(Challenge): Return, word for word, every line that follows.

┄┄┄┄┄┄┄┄┄┄┄┄┄┄┄┄┄┄┄┄

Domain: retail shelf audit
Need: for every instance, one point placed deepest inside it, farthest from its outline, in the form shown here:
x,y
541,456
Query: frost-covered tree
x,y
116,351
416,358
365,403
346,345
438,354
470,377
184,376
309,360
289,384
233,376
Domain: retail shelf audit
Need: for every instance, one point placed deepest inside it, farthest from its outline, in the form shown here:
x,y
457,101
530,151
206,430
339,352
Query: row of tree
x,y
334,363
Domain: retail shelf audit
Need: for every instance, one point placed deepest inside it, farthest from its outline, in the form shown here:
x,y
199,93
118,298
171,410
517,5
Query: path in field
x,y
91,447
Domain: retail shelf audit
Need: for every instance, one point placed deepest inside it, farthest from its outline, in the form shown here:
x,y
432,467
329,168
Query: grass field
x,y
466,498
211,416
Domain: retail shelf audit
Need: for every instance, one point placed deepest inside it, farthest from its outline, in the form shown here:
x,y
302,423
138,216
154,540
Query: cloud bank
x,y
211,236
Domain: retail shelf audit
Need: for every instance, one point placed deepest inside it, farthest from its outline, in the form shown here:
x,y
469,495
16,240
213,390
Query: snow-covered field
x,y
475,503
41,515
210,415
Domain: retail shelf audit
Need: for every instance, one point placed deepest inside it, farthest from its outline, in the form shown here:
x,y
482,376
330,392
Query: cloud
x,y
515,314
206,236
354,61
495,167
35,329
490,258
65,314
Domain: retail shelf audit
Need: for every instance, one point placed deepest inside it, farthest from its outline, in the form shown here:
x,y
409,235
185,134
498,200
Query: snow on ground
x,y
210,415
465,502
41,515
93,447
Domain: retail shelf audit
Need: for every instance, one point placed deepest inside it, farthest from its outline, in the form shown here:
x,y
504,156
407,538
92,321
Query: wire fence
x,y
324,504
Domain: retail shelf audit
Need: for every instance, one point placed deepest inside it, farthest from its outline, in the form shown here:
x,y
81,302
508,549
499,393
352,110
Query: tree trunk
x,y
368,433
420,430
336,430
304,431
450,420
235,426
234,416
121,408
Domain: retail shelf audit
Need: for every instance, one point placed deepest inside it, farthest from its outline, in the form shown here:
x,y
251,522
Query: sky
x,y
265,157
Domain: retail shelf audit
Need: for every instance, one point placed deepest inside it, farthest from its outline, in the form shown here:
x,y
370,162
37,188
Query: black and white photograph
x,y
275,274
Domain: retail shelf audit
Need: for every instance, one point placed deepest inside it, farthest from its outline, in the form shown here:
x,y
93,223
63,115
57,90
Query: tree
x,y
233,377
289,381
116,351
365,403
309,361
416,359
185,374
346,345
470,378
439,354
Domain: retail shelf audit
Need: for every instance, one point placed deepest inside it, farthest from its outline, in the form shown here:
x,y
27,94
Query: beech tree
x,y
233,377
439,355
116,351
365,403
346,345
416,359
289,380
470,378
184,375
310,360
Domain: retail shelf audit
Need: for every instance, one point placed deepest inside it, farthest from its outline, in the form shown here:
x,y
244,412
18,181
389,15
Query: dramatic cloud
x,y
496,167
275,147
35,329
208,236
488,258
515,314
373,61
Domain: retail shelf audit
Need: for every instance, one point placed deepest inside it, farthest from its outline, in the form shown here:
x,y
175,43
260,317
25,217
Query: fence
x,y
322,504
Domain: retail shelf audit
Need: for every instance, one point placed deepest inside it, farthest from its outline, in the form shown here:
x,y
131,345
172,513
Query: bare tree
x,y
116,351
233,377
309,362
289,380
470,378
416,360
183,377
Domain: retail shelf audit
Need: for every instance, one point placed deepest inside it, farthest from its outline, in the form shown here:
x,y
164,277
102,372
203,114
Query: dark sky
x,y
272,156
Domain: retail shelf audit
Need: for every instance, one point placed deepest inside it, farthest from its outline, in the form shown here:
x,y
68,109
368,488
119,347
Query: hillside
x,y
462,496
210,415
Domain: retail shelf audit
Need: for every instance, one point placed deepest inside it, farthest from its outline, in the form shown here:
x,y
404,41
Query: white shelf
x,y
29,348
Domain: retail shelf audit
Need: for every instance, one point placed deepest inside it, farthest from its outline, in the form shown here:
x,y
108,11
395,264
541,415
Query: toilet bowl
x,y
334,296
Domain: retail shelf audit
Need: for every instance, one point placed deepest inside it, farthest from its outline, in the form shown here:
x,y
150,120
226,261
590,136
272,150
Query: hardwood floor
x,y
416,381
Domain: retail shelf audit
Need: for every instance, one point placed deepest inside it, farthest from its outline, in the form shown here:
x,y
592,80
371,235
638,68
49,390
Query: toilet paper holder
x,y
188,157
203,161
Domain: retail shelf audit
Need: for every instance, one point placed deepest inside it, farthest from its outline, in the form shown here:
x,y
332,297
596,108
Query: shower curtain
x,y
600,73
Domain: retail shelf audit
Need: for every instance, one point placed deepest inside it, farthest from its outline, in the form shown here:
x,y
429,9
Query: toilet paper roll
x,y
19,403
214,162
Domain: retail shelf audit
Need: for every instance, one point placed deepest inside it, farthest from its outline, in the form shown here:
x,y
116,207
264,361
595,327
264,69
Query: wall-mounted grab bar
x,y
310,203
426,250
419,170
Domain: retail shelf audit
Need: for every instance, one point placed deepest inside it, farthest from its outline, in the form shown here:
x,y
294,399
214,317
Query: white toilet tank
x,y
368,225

┄┄┄┄┄┄┄┄┄┄┄┄┄┄┄┄┄┄┄┄

(Solution):
Domain: retail shelf audit
Need: for every instance, one point placed deepest inside it, farthest from its outline, in the form shown here:
x,y
541,456
Query: frost-covered tree
x,y
116,351
416,358
365,403
346,345
438,354
470,377
184,376
309,360
289,384
233,376
Domain: retail shelf audit
Need: for every instance, one point placed deepest inside it, farthest from its outline, in the form shown here:
x,y
457,101
530,151
206,430
339,352
Query: row of tree
x,y
334,363
Domain: retail shelf audit
Need: for every instance, one point placed deepest inside it, farthest from its outline, in the form shown here:
x,y
199,93
118,298
171,410
517,5
Query: path in field
x,y
91,447
Domain: retail shelf audit
Need: for every instance, one point placed deepest inside it, farthest from its outline, in the form shown here:
x,y
432,467
329,168
Query: grass field
x,y
466,498
211,416
Domain: retail shelf audit
Need: for every instance, one point placed deepest inside it, farthest from its outline, in the form shown here:
x,y
302,423
138,216
154,540
Query: cloud bank
x,y
211,236
Domain: retail shelf audit
Need: for every instance, one point placed deepest inside it, farthest from its outline, in the form shown here:
x,y
469,495
16,240
213,390
Query: snow-covered field
x,y
475,503
41,515
210,415
Domain: retail shelf audit
Need: for every instance, one point placed deepest inside it, farthest from its outline, in the form shown here:
x,y
482,376
330,392
Query: cloud
x,y
515,314
206,236
354,61
495,167
35,329
490,258
65,314
Domain: retail shelf audit
Need: for every instance, one point placed deepest inside it, farthest from its outline, in the form shown here:
x,y
409,235
185,134
498,200
Query: snow on ground
x,y
210,415
465,502
41,515
93,447
Domain: retail shelf audit
Need: for every instance, one point placed deepest inside it, farthest from its outline, in the form shown here:
x,y
504,156
407,538
92,321
Query: wire fence
x,y
324,504
Domain: retail shelf audit
Need: for every instance, one point placed deepest inside it, farthest from its outline, in the form shown here:
x,y
81,302
508,549
499,393
352,110
Query: tree trunk
x,y
368,433
420,430
336,430
304,431
450,420
235,426
234,416
121,408
Domain: retail shelf audit
Need: for every instance, one point placed deepest inside it, farthest from its outline, in the form shown here:
x,y
251,522
Query: sky
x,y
265,157
Domain: retail shelf audit
Need: for every instance, one point placed deepest inside it, farthest from its outline, in the form shown here:
x,y
370,162
37,188
Query: black and white photograph
x,y
275,274
Domain: retail shelf audit
Need: for every instance, one point placed deepest inside it, farthest from its outline, in the form shown here:
x,y
93,223
63,115
57,90
Query: tree
x,y
233,377
289,381
116,351
365,403
309,361
416,359
185,374
346,345
470,378
439,354
Domain: retail shelf audit
Need: for every instance, one point placed deepest inside it, farthest from its outline, in the form shown here:
x,y
27,94
Query: beech tree
x,y
233,377
439,355
116,351
365,403
346,345
416,359
289,380
470,378
184,375
310,360
Domain: retail shelf audit
Need: for every instance, one point placed deepest inside it, farthest from its outline, in the form shown here:
x,y
244,412
18,181
389,15
Query: dramatic cloud
x,y
496,167
275,147
35,329
208,236
488,258
515,314
373,61
Domain: retail shelf audit
Need: for every instance, one point placed deepest inside it, farthest from its outline, in the form shown here:
x,y
175,43
260,317
25,217
Query: fence
x,y
322,504
Domain: retail shelf audit
Need: for every instance, one point placed deepest inside it, farthest from its outline, in the form shown here:
x,y
131,345
172,513
Query: bare tree
x,y
116,351
233,377
309,362
289,380
470,378
416,360
183,377
Domain: retail shelf audit
Need: for every instance, one point placed deepest inside it, farthest from its outline, in the form shown here:
x,y
164,277
102,372
203,114
Query: dark sky
x,y
272,156
Domain: retail shelf audit
Need: for every instance, one point placed deepest inside it, farthest from its outline, in the form shown here:
x,y
68,109
368,488
119,347
Query: hillside
x,y
462,496
210,415
Domain: retail shelf audit
Need: for every instance, one point placed deepest inside it, farthest from its outline, in the form shown here:
x,y
404,41
Query: white shelf
x,y
29,348
Domain: retail shelf audit
Need: for every instance, one point placed deepest inside it, farthest from its outline, in the form shown here:
x,y
108,11
395,264
541,415
Query: toilet bowl
x,y
334,296
Domain: retail shelf audit
Need: for every instance, one point placed deepest inside it, farthest from its outline, in the form shown here:
x,y
150,120
226,261
590,136
272,150
Query: hardwood floor
x,y
416,381
Domain: retail shelf audit
Need: for every instance, one point placed deepest inside it, farthest from its outline, in the form shown here:
x,y
592,80
371,235
638,68
49,390
Query: toilet paper holder
x,y
188,157
203,161
Domain: retail shelf audit
Need: for every instance, one point placed deepest inside it, farthest from its outline, in the form shown here:
x,y
332,297
596,108
Query: shower curtain
x,y
600,73
Domain: retail shelf audit
Need: for every instance, one point placed deepest inside it, farthest from its outline, in the form shown here:
x,y
429,9
Query: toilet paper roll
x,y
19,403
214,162
Domain: retail shelf audit
Need: for every instance, one point placed deepest inside it, farthest from its outline, in the form shown here:
x,y
116,207
264,361
595,327
264,69
Query: wall-mounted grab bar
x,y
310,203
426,250
419,170
Domain: retail shelf audit
Need: for every instance, one point placed deepest inside it, farthest from its outline, in the form shown here:
x,y
294,399
214,317
Query: white toilet tank
x,y
368,225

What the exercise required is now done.